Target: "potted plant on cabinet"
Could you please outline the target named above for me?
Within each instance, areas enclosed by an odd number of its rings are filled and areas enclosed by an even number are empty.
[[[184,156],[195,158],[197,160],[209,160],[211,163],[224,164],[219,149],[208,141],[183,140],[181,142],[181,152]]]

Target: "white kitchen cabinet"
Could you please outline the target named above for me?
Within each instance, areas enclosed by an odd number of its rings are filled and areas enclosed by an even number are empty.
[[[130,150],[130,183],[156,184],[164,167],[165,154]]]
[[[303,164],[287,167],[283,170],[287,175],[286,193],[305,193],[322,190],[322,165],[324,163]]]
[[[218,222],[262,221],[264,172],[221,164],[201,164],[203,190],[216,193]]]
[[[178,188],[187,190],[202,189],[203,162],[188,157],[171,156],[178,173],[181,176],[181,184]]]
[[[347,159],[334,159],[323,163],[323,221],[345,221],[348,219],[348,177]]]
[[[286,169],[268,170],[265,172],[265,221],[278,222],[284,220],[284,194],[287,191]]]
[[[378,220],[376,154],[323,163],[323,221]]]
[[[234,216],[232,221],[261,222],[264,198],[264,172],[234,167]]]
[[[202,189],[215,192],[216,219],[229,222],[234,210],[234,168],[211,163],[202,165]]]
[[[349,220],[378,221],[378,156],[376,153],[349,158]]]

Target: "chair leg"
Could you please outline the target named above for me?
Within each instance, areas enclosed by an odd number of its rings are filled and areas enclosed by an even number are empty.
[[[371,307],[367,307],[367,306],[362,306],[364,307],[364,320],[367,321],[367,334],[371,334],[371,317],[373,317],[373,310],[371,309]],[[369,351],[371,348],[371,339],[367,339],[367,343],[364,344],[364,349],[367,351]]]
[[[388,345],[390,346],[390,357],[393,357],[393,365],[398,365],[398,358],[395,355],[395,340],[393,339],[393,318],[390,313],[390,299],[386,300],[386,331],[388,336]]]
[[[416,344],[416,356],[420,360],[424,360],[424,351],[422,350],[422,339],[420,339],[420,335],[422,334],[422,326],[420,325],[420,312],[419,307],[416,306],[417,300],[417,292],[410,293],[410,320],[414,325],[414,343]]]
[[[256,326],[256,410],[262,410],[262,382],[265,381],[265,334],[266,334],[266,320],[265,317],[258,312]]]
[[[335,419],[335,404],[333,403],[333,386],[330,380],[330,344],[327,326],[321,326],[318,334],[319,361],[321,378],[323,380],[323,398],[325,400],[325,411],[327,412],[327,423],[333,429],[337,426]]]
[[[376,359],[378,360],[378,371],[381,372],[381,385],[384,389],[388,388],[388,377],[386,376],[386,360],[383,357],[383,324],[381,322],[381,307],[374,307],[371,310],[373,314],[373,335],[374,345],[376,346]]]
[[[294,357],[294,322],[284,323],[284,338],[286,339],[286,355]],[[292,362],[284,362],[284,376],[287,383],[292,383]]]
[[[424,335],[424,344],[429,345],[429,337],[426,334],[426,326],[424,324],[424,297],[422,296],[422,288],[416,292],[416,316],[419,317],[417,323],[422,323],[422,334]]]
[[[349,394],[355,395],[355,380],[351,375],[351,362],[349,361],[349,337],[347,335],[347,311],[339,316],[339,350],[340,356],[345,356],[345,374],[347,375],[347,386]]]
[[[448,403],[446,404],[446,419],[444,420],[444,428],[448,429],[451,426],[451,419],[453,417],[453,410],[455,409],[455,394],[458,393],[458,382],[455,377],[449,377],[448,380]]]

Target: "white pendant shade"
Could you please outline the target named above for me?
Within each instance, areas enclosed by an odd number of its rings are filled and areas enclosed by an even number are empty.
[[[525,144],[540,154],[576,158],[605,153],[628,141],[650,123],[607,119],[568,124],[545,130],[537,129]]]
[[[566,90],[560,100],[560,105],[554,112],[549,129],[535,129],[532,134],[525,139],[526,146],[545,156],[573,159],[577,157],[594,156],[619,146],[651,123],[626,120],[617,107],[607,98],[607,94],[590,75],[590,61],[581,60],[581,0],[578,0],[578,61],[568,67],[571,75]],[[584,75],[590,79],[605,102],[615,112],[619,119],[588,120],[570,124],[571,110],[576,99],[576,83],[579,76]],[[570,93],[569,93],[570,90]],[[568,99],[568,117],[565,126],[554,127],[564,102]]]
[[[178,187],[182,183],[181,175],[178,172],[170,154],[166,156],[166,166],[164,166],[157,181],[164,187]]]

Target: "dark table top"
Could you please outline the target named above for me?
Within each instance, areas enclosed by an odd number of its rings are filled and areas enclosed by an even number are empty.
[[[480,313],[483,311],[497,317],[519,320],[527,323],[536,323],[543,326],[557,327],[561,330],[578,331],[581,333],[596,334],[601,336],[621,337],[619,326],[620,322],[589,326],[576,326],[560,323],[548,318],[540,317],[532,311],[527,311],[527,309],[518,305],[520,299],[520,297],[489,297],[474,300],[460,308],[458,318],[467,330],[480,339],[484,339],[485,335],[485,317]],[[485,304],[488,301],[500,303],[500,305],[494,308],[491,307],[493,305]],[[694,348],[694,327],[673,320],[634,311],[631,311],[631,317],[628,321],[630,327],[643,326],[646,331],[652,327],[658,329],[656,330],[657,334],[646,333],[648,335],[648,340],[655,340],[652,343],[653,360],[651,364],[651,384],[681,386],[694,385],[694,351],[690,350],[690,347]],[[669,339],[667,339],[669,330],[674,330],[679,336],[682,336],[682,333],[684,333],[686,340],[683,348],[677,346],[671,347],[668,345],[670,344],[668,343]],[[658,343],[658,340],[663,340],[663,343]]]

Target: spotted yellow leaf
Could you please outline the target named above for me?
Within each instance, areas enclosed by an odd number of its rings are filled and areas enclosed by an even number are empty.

------------------------------------------------------------

Exercise
Reproduce all of the rows above, substituting "trace" for every occurrence of "outline" and leaving everything else unaltered.

Finished task
Target: "potted plant on cabinet"
Could you please trace the target named above for me?
Within each instance, areas enclosed by an odd number of its rings are filled and areas enclosed by an even number are empty.
[[[184,156],[195,158],[197,160],[209,160],[211,163],[224,164],[219,149],[208,141],[183,140],[181,142],[181,152]]]

Target: "white kitchen cabinet"
Could you please trace the target named above for me?
Within each instance, areas enclosed by an odd number of its rings are filled and areas enclosed by an even number are empty.
[[[130,150],[130,183],[156,184],[164,167],[165,154]]]
[[[303,164],[287,167],[283,170],[287,175],[286,193],[305,193],[322,190],[322,165],[324,163]]]
[[[218,222],[262,221],[264,172],[221,164],[201,164],[203,190],[216,193]]]
[[[178,188],[187,190],[202,189],[203,162],[188,157],[171,156],[178,173],[181,176],[181,184]]]
[[[347,159],[334,159],[323,163],[323,221],[345,221],[348,219],[348,177]]]
[[[286,169],[268,170],[265,172],[265,221],[278,222],[284,220],[284,194],[287,191]]]
[[[378,220],[376,154],[323,163],[323,221]]]
[[[234,216],[232,221],[261,222],[264,198],[264,172],[234,167]]]
[[[202,189],[215,192],[216,219],[229,222],[234,210],[234,168],[211,163],[202,165]]]
[[[349,220],[378,221],[378,156],[376,153],[349,158]]]

Target: "chair leg"
Could you please trace the target named above for me?
Within each instance, areas enclosed by an odd number of its rings are filled and areas enclosed by an even number are empty.
[[[371,307],[367,307],[367,306],[362,306],[364,307],[364,320],[367,321],[367,334],[371,334],[371,317],[373,317],[373,310],[371,309]],[[369,351],[371,348],[371,339],[367,339],[367,343],[364,344],[364,349],[367,351]]]
[[[388,345],[390,346],[390,357],[393,357],[393,365],[398,365],[398,358],[395,355],[395,340],[393,339],[393,318],[390,313],[390,299],[386,300],[386,331],[388,336]]]
[[[416,344],[416,356],[420,360],[424,360],[424,351],[422,350],[422,339],[420,339],[420,335],[422,334],[422,326],[420,325],[420,312],[419,307],[416,306],[417,300],[417,292],[410,293],[410,320],[414,325],[414,343]]]
[[[256,326],[256,410],[262,410],[262,382],[265,381],[265,334],[266,334],[266,320],[265,317],[258,312]]]
[[[335,419],[335,404],[333,403],[333,386],[330,380],[330,344],[327,326],[321,326],[318,334],[319,361],[321,378],[323,380],[323,398],[325,400],[325,411],[327,412],[327,423],[333,429],[337,426]]]
[[[376,359],[378,360],[378,371],[381,372],[381,385],[384,389],[388,388],[388,377],[386,376],[386,360],[383,357],[383,324],[381,322],[381,307],[374,307],[371,310],[373,314],[373,335],[374,345],[376,346]]]
[[[294,357],[294,322],[284,323],[284,338],[286,339],[286,355]],[[292,362],[284,362],[284,376],[287,383],[292,383]]]
[[[424,335],[424,344],[429,345],[429,337],[426,334],[426,326],[424,324],[424,297],[422,296],[422,288],[416,292],[416,316],[419,317],[417,323],[422,323],[422,334]]]
[[[349,394],[355,395],[355,380],[351,375],[351,362],[349,361],[349,337],[347,335],[347,311],[339,316],[339,350],[340,356],[345,356],[345,374],[347,375],[347,386]]]
[[[448,403],[446,404],[446,419],[444,420],[444,428],[448,429],[451,426],[451,419],[453,417],[453,410],[455,409],[455,394],[458,393],[458,382],[455,377],[449,377],[448,380]]]

Target: "white pendant shade"
Could you please trace the target named above for me?
Within each instance, areas enclosed by an odd number of its rings are filled and areas enclosed by an even number are empty.
[[[525,144],[540,154],[576,158],[605,153],[628,141],[650,123],[607,119],[568,124],[545,130],[537,129]]]
[[[566,90],[560,100],[560,105],[554,112],[549,129],[535,129],[532,134],[525,139],[526,146],[545,156],[573,159],[577,157],[594,156],[619,146],[651,123],[626,120],[617,107],[607,98],[607,94],[590,75],[590,61],[581,60],[581,0],[578,0],[578,61],[568,67],[571,75]],[[584,75],[590,79],[605,102],[615,112],[619,119],[588,120],[570,124],[571,110],[576,99],[576,83],[579,76]],[[570,93],[569,93],[570,90]],[[568,99],[568,117],[565,126],[554,127],[564,102]]]
[[[178,187],[182,183],[181,175],[178,172],[170,154],[166,156],[166,166],[164,166],[157,181],[164,187]]]

Target: "dark table top"
Could you please trace the target named above for me?
Within each instance, areas enclosed by an odd number of its rings are filled and areas enclosed by an even number are empty.
[[[480,313],[483,311],[497,317],[519,320],[527,323],[536,323],[543,326],[557,327],[561,330],[578,331],[581,333],[596,334],[601,336],[621,337],[619,326],[620,322],[589,326],[576,326],[560,323],[548,318],[540,317],[532,311],[527,311],[527,309],[518,305],[520,299],[520,297],[489,297],[474,300],[460,308],[458,318],[467,330],[480,339],[484,339],[485,335],[485,317]],[[485,304],[488,301],[500,303],[500,305],[494,308],[491,307],[493,305]],[[694,348],[694,327],[673,320],[634,311],[631,311],[631,317],[628,321],[630,327],[643,326],[646,331],[652,327],[658,329],[656,330],[657,334],[646,333],[648,335],[648,340],[655,340],[652,343],[653,360],[651,364],[651,384],[681,386],[694,385],[694,351],[690,350],[690,347]],[[669,339],[667,339],[669,330],[674,330],[679,336],[682,336],[682,333],[684,333],[686,340],[683,348],[677,346],[671,347],[668,345],[670,344],[668,343]],[[658,343],[658,340],[663,340],[663,343]]]

Target: spotted yellow leaf
Could you please trace the target named above for me?
Within each instance, areas enclosed by an odd number of its rings are filled and areas enclosed by an even number are empty.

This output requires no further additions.